* [Exercise requirements]:
Pull every line of the entries that has the word "hair".

* [Provided data]:
************
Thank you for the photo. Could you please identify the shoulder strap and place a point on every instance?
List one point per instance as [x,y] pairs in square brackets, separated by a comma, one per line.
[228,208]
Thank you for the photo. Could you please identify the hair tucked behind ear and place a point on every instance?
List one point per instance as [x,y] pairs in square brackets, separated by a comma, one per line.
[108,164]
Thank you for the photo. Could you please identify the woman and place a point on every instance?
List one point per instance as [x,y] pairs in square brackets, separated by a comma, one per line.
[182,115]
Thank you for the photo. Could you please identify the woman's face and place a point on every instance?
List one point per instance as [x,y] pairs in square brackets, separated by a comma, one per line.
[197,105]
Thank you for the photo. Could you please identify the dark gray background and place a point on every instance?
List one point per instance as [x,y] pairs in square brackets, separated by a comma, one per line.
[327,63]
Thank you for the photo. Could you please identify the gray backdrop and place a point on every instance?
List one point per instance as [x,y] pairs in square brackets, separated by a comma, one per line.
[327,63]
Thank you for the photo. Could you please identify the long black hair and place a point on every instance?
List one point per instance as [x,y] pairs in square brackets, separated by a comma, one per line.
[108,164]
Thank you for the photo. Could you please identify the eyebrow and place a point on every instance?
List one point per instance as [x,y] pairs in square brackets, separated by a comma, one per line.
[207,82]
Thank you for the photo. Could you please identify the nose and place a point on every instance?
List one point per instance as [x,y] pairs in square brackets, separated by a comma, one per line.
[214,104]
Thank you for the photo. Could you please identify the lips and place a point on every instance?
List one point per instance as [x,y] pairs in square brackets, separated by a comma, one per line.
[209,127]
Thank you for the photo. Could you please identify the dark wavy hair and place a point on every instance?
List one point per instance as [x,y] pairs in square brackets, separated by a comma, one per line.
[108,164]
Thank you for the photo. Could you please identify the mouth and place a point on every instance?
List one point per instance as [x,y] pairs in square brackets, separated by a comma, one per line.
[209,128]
************
* [Exercise response]:
Thank you for the photo. Could you please identify the hair tucked behind ear and place a point on every instance?
Thank you for the photo. Could you please identify the long black hair and place a point on every instance?
Thank you for the photo. Could you please identify the dark wavy hair and place a point on every instance?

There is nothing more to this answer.